» **Image-grounded pointing data**
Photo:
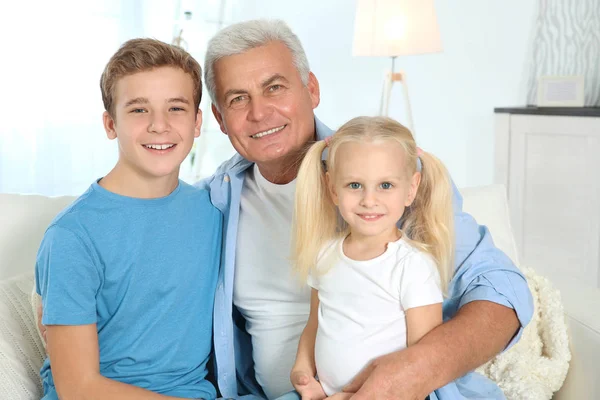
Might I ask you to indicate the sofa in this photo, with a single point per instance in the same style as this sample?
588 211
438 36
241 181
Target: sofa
25 217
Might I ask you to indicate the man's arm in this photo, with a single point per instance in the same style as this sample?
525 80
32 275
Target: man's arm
75 362
446 353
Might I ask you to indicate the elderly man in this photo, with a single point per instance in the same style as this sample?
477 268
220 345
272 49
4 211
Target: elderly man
263 97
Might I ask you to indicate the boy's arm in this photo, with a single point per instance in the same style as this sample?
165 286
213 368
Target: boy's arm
74 356
304 370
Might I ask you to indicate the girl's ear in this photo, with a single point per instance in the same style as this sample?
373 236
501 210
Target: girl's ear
415 181
331 188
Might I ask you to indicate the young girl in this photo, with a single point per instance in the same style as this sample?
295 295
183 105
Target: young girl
379 271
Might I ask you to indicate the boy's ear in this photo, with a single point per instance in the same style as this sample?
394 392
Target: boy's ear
109 125
198 124
414 187
218 117
331 188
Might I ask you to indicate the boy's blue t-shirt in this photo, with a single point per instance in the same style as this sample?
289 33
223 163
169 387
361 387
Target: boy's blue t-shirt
144 271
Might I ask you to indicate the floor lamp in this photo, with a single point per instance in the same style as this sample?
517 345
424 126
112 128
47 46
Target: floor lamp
392 28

» **How to complete this task**
Each line above should be printed again exactly, though the pictures should not be.

» **Completed task**
Photo:
Might I ask you to indicate the sofa in this photo, with a single point per instance in the same style as this sample?
588 211
438 36
241 181
Target: sofa
25 217
Might I ask you to indicate the man's arm in this photo, with a single point per instance in the same style as this sample?
525 80
32 275
Target: man's arm
75 362
446 353
Might I ask you to indicate the elderly man in this photo, with a single point per instance in the same style as this sample?
477 268
220 345
272 49
4 211
Target: elderly man
263 97
Might I ask you to indicate the boy's arm in this photo, with a single point per instance in the same style as this sample?
165 286
213 368
Target: boy's arm
74 356
304 370
Might I ask you to indicate the girl's ear in this photo, with a single point per instance in the same style as this sample?
373 236
501 210
Target: girl's ear
415 181
331 188
Might I ask you to indicate the young girl in this photo, with a single point per instance in the same style as this sample?
295 295
183 105
Target: young girl
379 271
Might I ask you to indicate the boy's ear in this photo, with a single point per instance in the same style as this sample?
394 392
Target: boy's ear
109 125
198 124
414 187
218 117
331 188
Might I ask you to indicate the boy's blue t-shirt in this photo, with a single point per instance in the same style as this sample?
289 33
223 163
169 387
361 387
Target: boy's blue t-shirt
144 271
Might I ask you to indicate the floor lamp in this photo, with a single point per instance in the same style as this sample?
517 345
424 126
112 128
47 46
Target: floor lamp
392 28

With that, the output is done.